■ **Article**
----------

Skip to main content

An abstraction layer for distributed computation

Project description

Fugue

PyPI version PyPI pyversions PyPI license codecov Codacy Badge

Documentation Tutorials Chat with us on slack!
Doc Jupyter Book Badge Slack Status

Fugue is a unified interface for distributed computing that lets users execute Python, pandas, and SQL code on Spark and Dask without rewrites. It is meant for:

  • Data scientists/analysts who want to focus on defining logic rather than worrying about execution
  • SQL-lovers wanting to use SQL to define end-to-end workflows in pandas, Spark, and Dask
  • Data scientists using pandas wanting to take advantage of Spark or Dask with minimal effort
  • Big data practitioners finding testing code to be costly and slow
  • Data teams with big data projects that struggle maintaining code

Select Features

  • Cross-framework code: Write code once in native Python, SQL, or pandas then execute it on Dask or Spark with no rewrites. Logic and execution are decoupled through Fugue, enabling users to leverage the Spark and Dask engines without learning the specific framework syntax.
  • Rapid iterations for big data projects: Test code on smaller data, then reliably scale to Dask or Spark when ready. This accelerates project iteration time and reduces expensive mistakes.
  • Friendlier interface for Spark: Users can get Python/pandas code running on Spark with significantly less effort compared to PySpark. FugueSQL extends SparkSQL to be a more complete programming language.
  • Highly testable code: Fugue makes logic more testable because all code is written in native Python. Unit tests scale seamlessly from local workflows to distributed computing workflows.

Fugue Transform

The simplest way to use Fugue is the transform() function. This lets users parallelize the execution of a single function by bringing it to Spark or Dask. In the example below, the map_letter_to_food() function takes in a mapping and applies it on a column. This is just pandas and Python so far (without Fugue).

import pandas as pd
from typing import Dict

input_df = pd.DataFrame({"id":[0,1,2], "value": (["A", "B", "C"])})
map_dict = {"A": "Apple", "B": "Banana", "C": "Carrot"}

def map_letter_to_food(df: pd.DataFrame, mapping: Dict[str, str]) -> pd.DataFrame:
    df["value"] = df["value"].map(mapping)
    return df

Now, the map_letter_to_food() function is brought to the Spark execution engine by invoking the transform function of Fugue. The output schema, params and engine are passed to the transform() call. The schema is needed because it's a requirement on Spark. A schema of "*" below means all input columns are in the output.

----------

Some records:
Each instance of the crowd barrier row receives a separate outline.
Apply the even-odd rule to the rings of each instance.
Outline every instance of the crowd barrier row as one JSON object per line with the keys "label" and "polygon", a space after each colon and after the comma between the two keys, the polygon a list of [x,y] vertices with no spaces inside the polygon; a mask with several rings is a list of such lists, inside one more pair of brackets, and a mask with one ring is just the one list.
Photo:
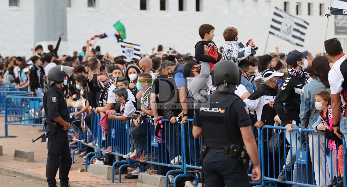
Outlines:
{"label": "crowd barrier row", "polygon": [[[4,137],[13,136],[8,134],[7,125],[9,125],[43,126],[42,119],[44,119],[44,115],[39,112],[37,115],[35,113],[32,115],[32,114],[30,113],[31,110],[40,110],[39,104],[42,97],[29,96],[25,95],[28,94],[15,92],[13,94],[2,92],[4,94],[2,95],[1,91],[0,89],[0,96],[6,97],[4,105],[5,135]],[[2,99],[0,97],[0,99]],[[114,182],[117,165],[120,166],[118,174],[119,182],[120,183],[122,168],[136,166],[139,168],[141,172],[144,172],[145,163],[158,166],[158,172],[161,170],[167,170],[165,172],[167,186],[169,183],[169,175],[171,174],[175,176],[174,186],[176,186],[178,179],[180,177],[193,178],[196,181],[197,186],[197,184],[201,182],[200,175],[187,171],[189,168],[201,169],[199,160],[202,140],[201,139],[194,139],[192,135],[191,119],[188,119],[188,122],[184,125],[172,123],[166,119],[162,119],[162,128],[158,125],[156,128],[160,130],[156,131],[156,125],[154,124],[153,119],[146,118],[140,125],[140,126],[145,125],[144,130],[142,131],[139,131],[138,129],[134,131],[134,125],[130,121],[111,120],[109,120],[111,129],[108,129],[108,133],[105,133],[99,125],[100,114],[88,116],[84,114],[83,115],[85,118],[90,118],[91,125],[88,127],[88,130],[86,128],[84,133],[79,131],[79,138],[83,141],[78,142],[77,145],[74,146],[76,149],[74,150],[72,157],[73,162],[76,151],[85,150],[86,146],[95,149],[96,151],[89,153],[86,156],[86,172],[88,170],[88,162],[91,163],[93,159],[105,157],[102,152],[111,146],[112,148],[111,154],[116,156],[116,161],[112,166],[112,182]],[[331,147],[329,146],[330,144],[324,133],[315,132],[311,129],[293,128],[293,132],[289,134],[284,127],[266,125],[261,129],[259,127],[253,128],[259,148],[262,177],[260,181],[250,182],[250,184],[265,186],[270,184],[277,186],[277,184],[280,183],[313,187],[325,186],[330,184],[336,176],[335,168],[338,168],[338,162],[341,161],[338,160],[334,153],[338,153],[339,149],[341,148],[339,147],[337,143],[336,151],[330,150],[329,147]],[[158,135],[158,132],[161,136],[159,140],[155,138],[155,135]],[[108,141],[109,135],[111,136],[110,142]],[[136,139],[134,135],[136,137]],[[144,139],[139,139],[139,137]],[[344,136],[342,137],[343,163],[345,166],[347,151]],[[146,140],[145,142],[143,142],[144,139]],[[277,140],[279,140],[278,144]],[[137,159],[119,159],[130,150],[134,151],[135,149],[137,157],[144,153],[147,154],[149,156],[148,160],[140,162]],[[88,157],[90,155],[93,156],[89,159]],[[285,166],[287,169],[286,180],[282,181],[278,179],[278,177],[283,166]],[[251,163],[249,171],[251,170],[252,167]],[[347,186],[346,167],[343,167],[343,172],[339,172],[344,174],[344,186]],[[317,176],[316,174],[320,174]],[[249,176],[250,176],[251,175]]]}

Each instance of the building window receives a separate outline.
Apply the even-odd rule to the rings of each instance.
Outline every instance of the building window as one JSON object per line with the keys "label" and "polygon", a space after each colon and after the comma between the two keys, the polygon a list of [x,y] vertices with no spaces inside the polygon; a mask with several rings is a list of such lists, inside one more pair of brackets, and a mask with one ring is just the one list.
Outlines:
{"label": "building window", "polygon": [[140,10],[147,9],[147,0],[140,0]]}
{"label": "building window", "polygon": [[166,10],[166,0],[160,0],[160,10]]}
{"label": "building window", "polygon": [[178,0],[178,11],[185,11],[187,10],[187,1]]}
{"label": "building window", "polygon": [[308,3],[308,9],[307,10],[308,11],[308,16],[312,16],[312,9],[313,8],[313,4],[312,3]]}
{"label": "building window", "polygon": [[88,7],[95,8],[95,0],[88,0]]}
{"label": "building window", "polygon": [[324,13],[324,4],[321,3],[319,4],[319,15],[322,16]]}
{"label": "building window", "polygon": [[202,0],[195,0],[195,11],[197,12],[202,11]]}
{"label": "building window", "polygon": [[19,7],[19,0],[9,0],[8,5],[10,7]]}
{"label": "building window", "polygon": [[284,2],[284,11],[289,13],[289,2]]}
{"label": "building window", "polygon": [[301,3],[296,3],[296,15],[301,15]]}

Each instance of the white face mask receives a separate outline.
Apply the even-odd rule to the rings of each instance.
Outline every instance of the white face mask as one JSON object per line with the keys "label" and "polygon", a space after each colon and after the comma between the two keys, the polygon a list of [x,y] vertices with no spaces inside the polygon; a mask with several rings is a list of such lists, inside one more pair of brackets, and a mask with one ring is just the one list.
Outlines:
{"label": "white face mask", "polygon": [[325,107],[326,105],[323,105],[323,103],[325,101],[323,101],[323,102],[316,102],[315,103],[315,106],[316,109],[318,110],[323,110]]}

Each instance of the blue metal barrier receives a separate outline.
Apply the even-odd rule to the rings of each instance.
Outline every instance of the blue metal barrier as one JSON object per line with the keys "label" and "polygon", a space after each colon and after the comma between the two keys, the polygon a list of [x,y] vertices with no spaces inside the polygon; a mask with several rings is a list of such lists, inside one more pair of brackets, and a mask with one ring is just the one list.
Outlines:
{"label": "blue metal barrier", "polygon": [[[8,125],[20,125],[43,127],[44,119],[40,111],[39,104],[42,97],[9,95],[5,100],[5,135],[0,138],[15,137],[8,134]],[[33,111],[31,114],[30,110]],[[35,112],[36,111],[36,112]]]}

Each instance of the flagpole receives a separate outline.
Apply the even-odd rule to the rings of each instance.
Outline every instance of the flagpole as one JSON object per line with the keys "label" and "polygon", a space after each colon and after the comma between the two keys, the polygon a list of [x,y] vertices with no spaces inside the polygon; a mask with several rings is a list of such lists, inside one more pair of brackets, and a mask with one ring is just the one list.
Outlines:
{"label": "flagpole", "polygon": [[[328,11],[327,12],[327,23],[325,24],[325,32],[324,33],[324,39],[323,40],[323,41],[325,41],[327,39],[327,33],[328,32],[328,25],[329,22],[329,17],[330,17],[330,14],[331,13],[331,11],[330,9],[331,9],[331,1],[332,0],[330,0],[330,3],[329,4],[329,7],[328,8]],[[322,50],[322,54],[321,55],[323,56],[324,54],[324,45],[323,44],[323,48]]]}
{"label": "flagpole", "polygon": [[266,52],[266,48],[268,46],[268,41],[269,41],[269,36],[270,35],[270,32],[268,34],[268,39],[266,39],[266,43],[265,44],[265,49],[264,50],[264,55],[265,55],[265,52]]}

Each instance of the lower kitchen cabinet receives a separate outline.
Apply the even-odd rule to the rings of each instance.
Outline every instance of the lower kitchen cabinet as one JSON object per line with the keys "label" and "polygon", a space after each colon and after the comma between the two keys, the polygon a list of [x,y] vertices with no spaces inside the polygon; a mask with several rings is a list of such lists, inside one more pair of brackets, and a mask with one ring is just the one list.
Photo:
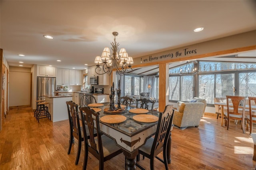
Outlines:
{"label": "lower kitchen cabinet", "polygon": [[109,95],[94,95],[97,103],[109,102]]}

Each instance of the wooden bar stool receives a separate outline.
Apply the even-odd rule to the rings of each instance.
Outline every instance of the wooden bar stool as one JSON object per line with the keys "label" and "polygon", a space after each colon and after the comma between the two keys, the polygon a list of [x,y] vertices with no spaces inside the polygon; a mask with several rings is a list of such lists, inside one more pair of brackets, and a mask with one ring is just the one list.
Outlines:
{"label": "wooden bar stool", "polygon": [[37,114],[38,113],[38,112],[39,112],[39,105],[38,105],[38,103],[41,103],[41,102],[43,102],[45,101],[45,100],[37,100],[36,101],[36,110],[35,111],[34,113],[34,117],[36,117],[36,115],[37,115]]}
{"label": "wooden bar stool", "polygon": [[40,119],[48,118],[50,118],[50,120],[51,120],[51,115],[48,111],[48,107],[46,105],[48,104],[49,104],[49,102],[38,103],[39,111],[36,115],[36,119],[38,121],[38,122],[39,122]]}

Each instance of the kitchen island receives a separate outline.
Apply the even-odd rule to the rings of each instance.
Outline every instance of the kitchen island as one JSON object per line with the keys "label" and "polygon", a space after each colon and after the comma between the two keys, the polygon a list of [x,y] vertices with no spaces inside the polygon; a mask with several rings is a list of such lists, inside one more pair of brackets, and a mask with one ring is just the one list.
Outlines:
{"label": "kitchen island", "polygon": [[51,120],[53,122],[68,119],[68,110],[66,102],[72,100],[73,96],[45,96],[45,101],[49,102],[48,106],[49,112],[51,115]]}

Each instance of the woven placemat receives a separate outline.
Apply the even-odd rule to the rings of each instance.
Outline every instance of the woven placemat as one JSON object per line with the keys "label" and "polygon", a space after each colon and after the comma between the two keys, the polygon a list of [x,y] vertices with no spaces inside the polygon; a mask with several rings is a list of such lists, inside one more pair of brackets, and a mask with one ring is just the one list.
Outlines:
{"label": "woven placemat", "polygon": [[99,107],[104,105],[104,104],[102,103],[91,103],[88,105],[88,106],[90,107]]}
{"label": "woven placemat", "polygon": [[100,120],[107,123],[119,123],[126,120],[126,117],[122,115],[108,115],[101,117]]}
{"label": "woven placemat", "polygon": [[158,117],[157,116],[146,114],[136,115],[132,117],[132,119],[135,121],[143,123],[153,123],[158,120]]}
{"label": "woven placemat", "polygon": [[[125,105],[120,105],[120,106],[121,106],[121,108],[125,108],[126,107]],[[115,105],[115,107],[117,108],[117,105]]]}
{"label": "woven placemat", "polygon": [[101,109],[100,109],[100,108],[92,108],[92,109],[93,109],[95,112],[100,112],[101,111]]}
{"label": "woven placemat", "polygon": [[130,109],[129,111],[133,113],[143,114],[148,113],[148,110],[145,109],[136,108]]}

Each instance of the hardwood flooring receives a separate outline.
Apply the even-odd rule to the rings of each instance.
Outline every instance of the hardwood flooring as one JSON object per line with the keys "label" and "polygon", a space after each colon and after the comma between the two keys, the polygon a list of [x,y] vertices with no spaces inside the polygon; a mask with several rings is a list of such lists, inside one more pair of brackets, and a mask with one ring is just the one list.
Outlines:
{"label": "hardwood flooring", "polygon": [[[239,123],[230,124],[228,130],[221,127],[220,119],[215,114],[206,114],[198,128],[174,128],[169,169],[254,169],[256,161],[252,160],[254,144],[249,132],[243,134]],[[67,154],[68,127],[67,120],[53,123],[44,119],[38,123],[29,108],[10,109],[0,131],[0,169],[82,169],[83,143],[78,165],[76,140]],[[146,158],[141,158],[138,163],[149,169]],[[154,163],[156,170],[165,169],[156,159]],[[120,154],[104,166],[105,170],[124,169],[124,156]],[[90,153],[87,167],[98,169],[98,160]]]}

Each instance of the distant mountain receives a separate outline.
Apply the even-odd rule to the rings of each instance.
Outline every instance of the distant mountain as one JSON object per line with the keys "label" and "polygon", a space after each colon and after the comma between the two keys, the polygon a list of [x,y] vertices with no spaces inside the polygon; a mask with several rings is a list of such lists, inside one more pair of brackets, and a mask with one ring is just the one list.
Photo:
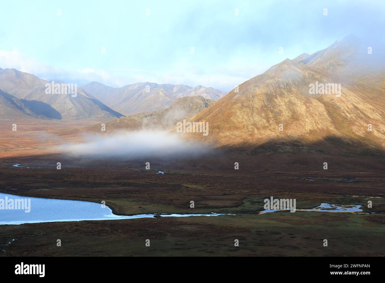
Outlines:
{"label": "distant mountain", "polygon": [[[177,122],[193,117],[215,102],[201,96],[181,97],[166,109],[136,114],[106,122],[106,129],[107,131],[143,128],[170,129],[175,126]],[[100,124],[91,126],[90,129],[100,131]]]}
{"label": "distant mountain", "polygon": [[31,117],[38,117],[27,105],[0,89],[0,120],[15,121],[17,119]]}
{"label": "distant mountain", "polygon": [[226,92],[212,87],[154,83],[137,83],[116,88],[92,82],[82,87],[110,107],[125,115],[165,109],[177,99],[201,95],[216,101]]}
{"label": "distant mountain", "polygon": [[106,120],[123,116],[79,87],[76,97],[70,94],[46,94],[45,85],[50,82],[15,69],[0,70],[0,89],[18,99],[39,117]]}
{"label": "distant mountain", "polygon": [[[385,66],[367,50],[350,36],[313,54],[287,59],[191,119],[209,122],[207,136],[184,136],[218,146],[337,137],[372,149],[385,146]],[[323,85],[328,92],[335,89],[323,93]]]}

----------

■ **Request A**
According to the Fugue project description, why is an output schema passed to the transform() call when running map_letter_to_food() on Spark? Please answer in one to three sentences.
■ **Request B**
Identify every line in the records that contains the string "window", treating uppercase and lowercase as different, and copy each of those lines.

■ **Task response A**
The output schema is passed to transform() because Spark requires a schema. In the Fugue project description's example, a schema of "*" means that all input columns appear in the output.

■ **Task response B**
Each instance of the building window receives a separate outline.
Outline every instance of the building window as one JSON object per line with the keys "label" and "polygon", a space after each colon and after the comma between the two keys, the polygon a list of [x,y] vertices with no spaces inside the polygon; a mask with several rings is a list of such lists, inside one more pair of brackets, and a mask with one ring is just the one list.
{"label": "building window", "polygon": [[140,10],[147,9],[147,0],[140,0]]}
{"label": "building window", "polygon": [[166,10],[166,0],[160,0],[160,10]]}
{"label": "building window", "polygon": [[178,0],[178,11],[185,11],[187,10],[187,1]]}
{"label": "building window", "polygon": [[308,3],[308,9],[307,10],[308,11],[308,16],[312,16],[312,9],[313,8],[313,4],[312,3]]}
{"label": "building window", "polygon": [[88,7],[95,8],[95,0],[88,0]]}
{"label": "building window", "polygon": [[324,13],[324,4],[321,3],[319,4],[319,15],[322,16]]}
{"label": "building window", "polygon": [[202,0],[195,0],[195,11],[197,12],[202,11]]}
{"label": "building window", "polygon": [[19,7],[19,0],[9,0],[8,5],[10,7]]}
{"label": "building window", "polygon": [[284,2],[284,11],[289,13],[289,2]]}
{"label": "building window", "polygon": [[301,3],[296,3],[296,15],[301,15]]}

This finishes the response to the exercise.